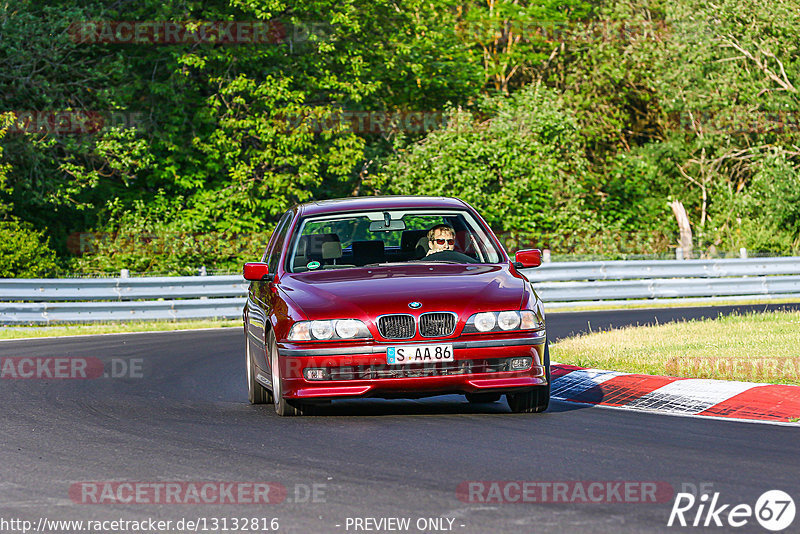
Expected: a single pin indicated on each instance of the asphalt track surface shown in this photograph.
(186, 418)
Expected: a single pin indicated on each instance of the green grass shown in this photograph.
(756, 347)
(667, 303)
(22, 332)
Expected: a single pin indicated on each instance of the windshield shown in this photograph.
(348, 240)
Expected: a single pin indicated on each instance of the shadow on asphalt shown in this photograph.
(445, 405)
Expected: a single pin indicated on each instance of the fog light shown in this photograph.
(519, 364)
(316, 374)
(507, 320)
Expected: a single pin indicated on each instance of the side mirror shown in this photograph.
(528, 258)
(255, 271)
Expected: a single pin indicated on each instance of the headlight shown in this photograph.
(347, 328)
(329, 329)
(528, 320)
(484, 321)
(322, 329)
(504, 321)
(508, 320)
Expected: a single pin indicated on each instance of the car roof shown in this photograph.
(378, 203)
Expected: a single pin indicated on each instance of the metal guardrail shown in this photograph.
(46, 301)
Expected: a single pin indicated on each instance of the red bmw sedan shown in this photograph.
(392, 297)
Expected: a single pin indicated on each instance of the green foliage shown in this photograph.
(24, 252)
(572, 124)
(521, 169)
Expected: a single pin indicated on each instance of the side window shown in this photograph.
(276, 243)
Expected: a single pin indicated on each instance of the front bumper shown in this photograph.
(361, 370)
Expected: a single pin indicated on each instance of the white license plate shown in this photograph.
(419, 354)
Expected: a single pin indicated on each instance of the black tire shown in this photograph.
(283, 407)
(482, 398)
(256, 393)
(537, 399)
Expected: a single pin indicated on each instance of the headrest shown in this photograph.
(368, 247)
(422, 246)
(331, 250)
(409, 239)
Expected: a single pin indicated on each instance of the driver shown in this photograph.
(440, 238)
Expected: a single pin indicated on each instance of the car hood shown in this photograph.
(368, 292)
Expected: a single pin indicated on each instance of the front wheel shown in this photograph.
(283, 407)
(536, 400)
(256, 393)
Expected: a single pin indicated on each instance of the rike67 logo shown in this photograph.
(774, 510)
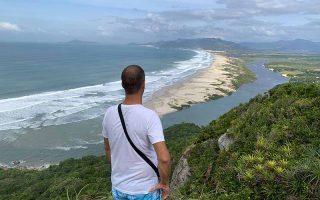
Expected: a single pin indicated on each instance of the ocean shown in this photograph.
(53, 96)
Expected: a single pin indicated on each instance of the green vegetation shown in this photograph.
(276, 155)
(276, 152)
(299, 67)
(90, 173)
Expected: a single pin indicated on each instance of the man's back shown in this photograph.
(130, 173)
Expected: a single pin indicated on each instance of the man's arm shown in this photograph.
(107, 149)
(164, 167)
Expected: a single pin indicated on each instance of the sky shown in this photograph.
(140, 21)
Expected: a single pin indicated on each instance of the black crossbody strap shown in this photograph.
(144, 157)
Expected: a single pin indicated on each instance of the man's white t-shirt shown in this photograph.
(130, 173)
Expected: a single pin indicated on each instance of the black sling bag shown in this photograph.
(144, 157)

------------------------------------------------------------------------

Set each line of the records down exactly, leaving every picture out.

Expected: a single pin indicated on each instance of the asphalt track surface shown in this photograph.
(186, 418)
Expected: a single pin indicated on each instance of the green grass shown in this photograph.
(756, 347)
(667, 303)
(22, 332)
Expected: a single pin indicated on each instance of the windshield shown in this photograph.
(348, 240)
Expected: a single pin indicated on each instance of the shadow on asphalt shown in this photograph.
(445, 405)
Expected: a single pin indicated on each instance of the fog light shown in this photograph.
(519, 364)
(316, 374)
(507, 320)
Expected: a single pin indicated on each instance of the side mirror shown in this photograph.
(528, 258)
(255, 271)
Expected: a single pin indicated on each instance of the headlight shown in this photograph.
(347, 328)
(329, 329)
(528, 320)
(484, 321)
(322, 329)
(504, 321)
(508, 320)
Expected: a single pin indicated on each instance of the car roof shown in this photograph.
(378, 203)
Expected: a single pin indicated on each instance of the metal guardrail shown in this photograph.
(46, 301)
Expected: a single pin indicated on each instance of the red bmw sedan shown in this photograph.
(392, 297)
Expected: a single pin indicated on each instance of the green foliage shown in this photograph.
(24, 252)
(572, 124)
(521, 169)
Expected: a single pin indicated on each instance of the side window shown in this photograph.
(276, 243)
Expected: a single pin indicated on each instance of the front bumper shown in this photograph.
(361, 370)
Expected: a single pin indicated on each instance of the white license plate shown in this photograph.
(419, 354)
Expected: a single pin indicated on each instance of the black tire shown in this photograph.
(283, 407)
(482, 398)
(256, 393)
(537, 399)
Expected: a single pin indicated on each instance of the headrest shown in this photograph.
(368, 247)
(422, 246)
(331, 250)
(409, 239)
Expected: a single pin indicated on each instance of the driver shown in this photograph.
(440, 238)
Expected: a single pin indicated on each instance of the car hood shown in this photograph.
(368, 292)
Expected: a single pin indicated on each instance of the front wheel shown in this photograph.
(283, 407)
(536, 400)
(256, 393)
Expected: a single pin indicated on each instance of the rike67 logo shown in this photograph.
(774, 510)
Expected: a single pin indicated on each instance of the ocean shown in this photograph.
(53, 96)
Expected: a single pin indicated on each instance of the green vegetation shown in this photograph.
(276, 155)
(276, 152)
(299, 67)
(90, 173)
Expected: a single pin indicated on each instance of the man's back shown in this photograph.
(130, 173)
Expected: a single pin indicated on each instance of the man's arm shown in this photograph.
(107, 149)
(164, 167)
Expected: a single pin indicated on each instance of the sky shown in this photograph.
(140, 21)
Expected: a single pin indicated on each instance of the black crossbody strap shown in this photograph.
(144, 157)
Expected: a single pin indicated on each instance of the man's white t-shirt shown in this photograph.
(130, 173)
Expected: a single pin indicated on each instance of the black sling bag shown in this photograph.
(144, 157)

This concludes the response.